Na acusação pública, o arguido CC foi, ainda, acusado da prática de 2 (dois) crimes de ameaça agravada, na pessoa das vítimas AA e EE.

Estabelece o n.º 1 do artigo 153.º do CP que “Quem ameaçar outra pessoa com a prática de crime contra a vida, a integridade física, a liberdade pessoal, a liberdade e autodeterminação sexual ou bens patrimoniais de considerável valor, de forma adequada a provocar-lhe medo ou inquietação ou a prejudicar a sua liberdade de determinação, é punido com pena de prisão até um ano ou com pena de multa até 120 dias”.

Por seu turno prevê a al. a), do n.º 1 do artigo 155.º que quando os factos previstos nos artigos 153.º e 154.º forem realizados por meio de ameaça com a prática de crime punível com pena de prisão superior a três anos, o agente é punido com pena de prisão até dois anos ou com pena de multa até 240 dias.

O bem jurídico protegido é a liberdade de decisão e de ação. Ameaça é um mal futuro cuja ocorrência depende da vontade do agente (cfr. Américo Taipa de Carvalho, Comentário Conimbricense do Código Penal, tomo I, p. 343).

Concretizando conceitos, salientamos que:

- o mal tanto pode ser de natureza pessoal, como patrimonial;

- o mal ameaçado não pode ser iminente, pois que, nesse caso, estar-se-ia perante uma tentativa de execução do respetivo ato violento (artigo 22º, n.º 2, c) do Código Penal), mas é irrelevante que o agente refira ou não o prazo dentro do qual concretizará o mal, ou que, referindo-o, tal prazo seja curto ou longo;

- é necessário que a ocorrência do mal futuro dependa da vontade do agente, sendo indiferente a forma que revista a ação de ameaçar, que pode ser oral, escrita ou gestual, ou servir-se de interposta pessoa;

- só há crime de ameaça se o crime objeto da ameaça for um crime contra a vida, contra a integridade física, contra a liberdade pessoal, contra a liberdade e autodeterminação sexual ou contra bens patrimoniais de considerável valor;

- vítima deste crime é outra pessoa, o destinatário da ameaça;

- o crime só se consuma com o conhecimento da ameaça pelo seu destinatário;

- a ameaça tem de ser adequada a provocar medo ou inquietação no ameaçado, ou a prejudicar a sua liberdade de determinação, não sendo necessária a demonstração de que, em concreto, se tenha provocado medo ou inquietação, ou afetado a liberdade de determinação do destinatário da ameaça – cfr. Ac. da RC, de 12.12.2001, proc. 2880/2001, in www.dgsi.pt, e Ac. STJ de 2 de Maio de 2002, proc. n.º 611/02-3ª SASTJ, n.º 6J, 67 .

******

> **EXERCÍCIOS A REALIZAR**
[A] Por favor, reescreva de forma mais concisa o parágrafo do excerto sobre o crime de ameaça que começa por «Por seu turno prevê», conservando os factos principais.
[B] Com base no excerto, responda a cada pergunta numa linha:
(i) Que pena de prisão máxima estabelece o n.º 1 do artigo 153.º do CP?
(ii) Qual é o bem jurídico protegido?
(iii) Em que momento se consuma o crime de ameaça?

******

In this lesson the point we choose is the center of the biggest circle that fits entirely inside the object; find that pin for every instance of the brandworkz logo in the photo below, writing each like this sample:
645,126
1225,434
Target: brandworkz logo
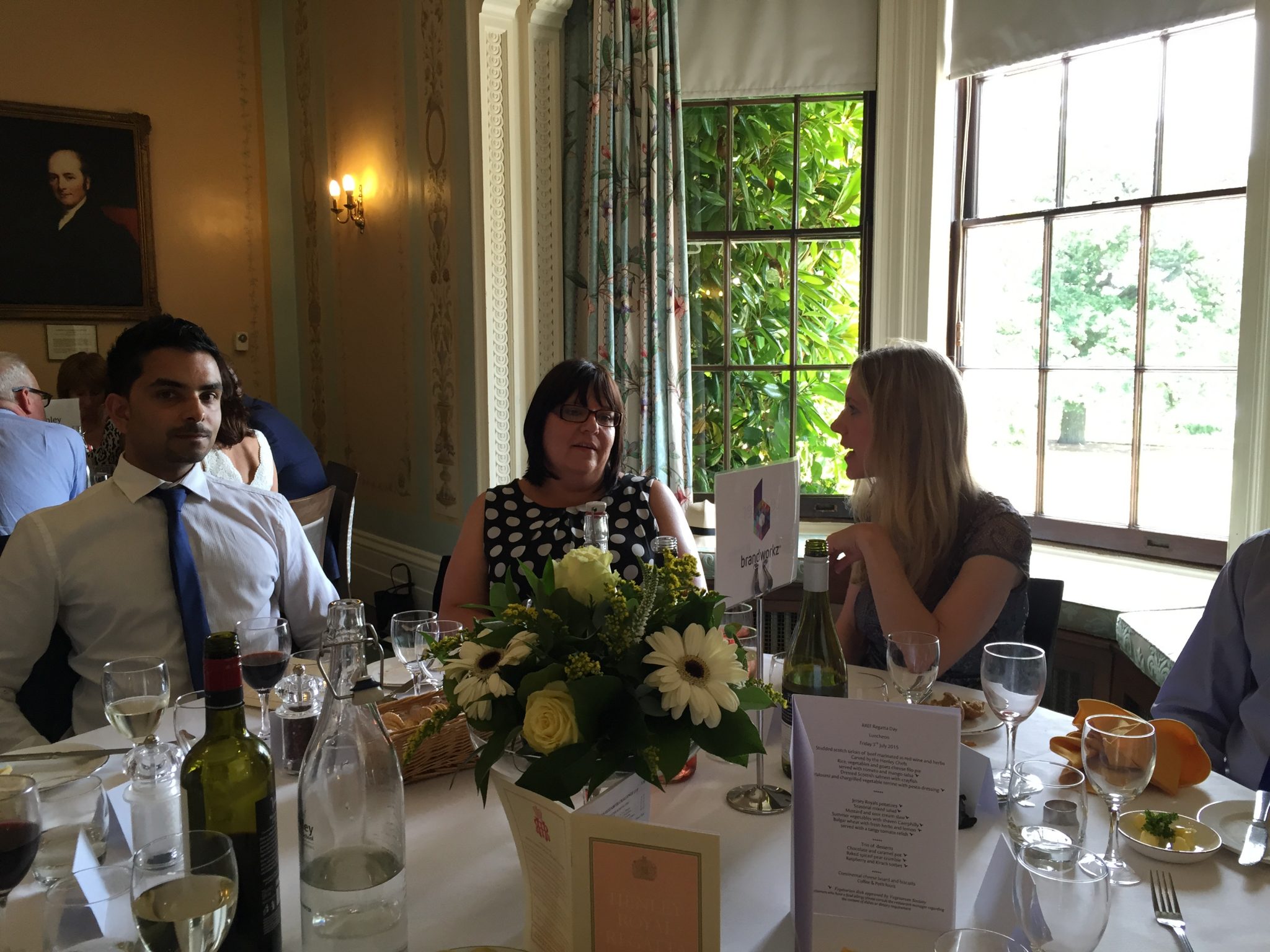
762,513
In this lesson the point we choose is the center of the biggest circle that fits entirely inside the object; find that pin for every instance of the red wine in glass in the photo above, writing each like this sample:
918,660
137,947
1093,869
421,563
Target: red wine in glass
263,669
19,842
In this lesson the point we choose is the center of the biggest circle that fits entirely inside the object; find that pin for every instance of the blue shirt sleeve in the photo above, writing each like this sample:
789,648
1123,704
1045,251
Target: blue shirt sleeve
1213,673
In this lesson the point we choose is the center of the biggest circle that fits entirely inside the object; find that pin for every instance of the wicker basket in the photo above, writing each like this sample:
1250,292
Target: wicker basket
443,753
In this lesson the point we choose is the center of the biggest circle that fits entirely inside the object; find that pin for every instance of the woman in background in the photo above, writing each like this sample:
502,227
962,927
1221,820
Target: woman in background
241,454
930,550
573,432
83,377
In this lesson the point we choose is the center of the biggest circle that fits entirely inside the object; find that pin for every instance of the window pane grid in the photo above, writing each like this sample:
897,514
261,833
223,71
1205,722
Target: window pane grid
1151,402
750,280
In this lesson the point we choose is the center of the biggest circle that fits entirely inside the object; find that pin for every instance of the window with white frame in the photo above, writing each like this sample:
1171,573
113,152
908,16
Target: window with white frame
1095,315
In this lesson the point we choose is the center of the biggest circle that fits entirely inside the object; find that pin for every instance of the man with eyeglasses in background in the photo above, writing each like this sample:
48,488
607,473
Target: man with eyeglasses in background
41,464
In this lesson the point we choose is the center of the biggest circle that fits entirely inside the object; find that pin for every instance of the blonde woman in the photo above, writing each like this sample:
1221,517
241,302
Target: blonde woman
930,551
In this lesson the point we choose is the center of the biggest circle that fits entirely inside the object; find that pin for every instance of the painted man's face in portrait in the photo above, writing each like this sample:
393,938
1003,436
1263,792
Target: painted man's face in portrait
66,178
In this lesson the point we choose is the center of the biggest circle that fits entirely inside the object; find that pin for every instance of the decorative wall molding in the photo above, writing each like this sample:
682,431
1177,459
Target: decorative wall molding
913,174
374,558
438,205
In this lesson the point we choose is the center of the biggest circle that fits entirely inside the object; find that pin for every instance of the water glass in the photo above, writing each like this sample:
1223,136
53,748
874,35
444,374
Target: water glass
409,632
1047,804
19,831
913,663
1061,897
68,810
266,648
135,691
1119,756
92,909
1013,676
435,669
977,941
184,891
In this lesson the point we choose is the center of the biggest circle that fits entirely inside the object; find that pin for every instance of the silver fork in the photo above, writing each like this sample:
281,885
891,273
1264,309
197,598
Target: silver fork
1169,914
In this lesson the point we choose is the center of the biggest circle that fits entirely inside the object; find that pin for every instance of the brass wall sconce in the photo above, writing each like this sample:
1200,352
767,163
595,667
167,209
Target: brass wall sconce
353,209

******

> **RESPOSTAS POR EXERCÍCIO**
[A] Segundo a alínea a) do n.º 1 do artigo 155.º, quando os factos dos artigos 153.º e 154.º forem praticados através da ameaça de um crime punível com prisão superior a três anos, o agente é punido com prisão até dois anos ou com multa até 240 dias.

[B]
(i) Prisão até um ano (ou multa até 120 dias).
(ii) A liberdade de decisão e de ação.
(iii) Quando o destinatário toma conhecimento da ameaça.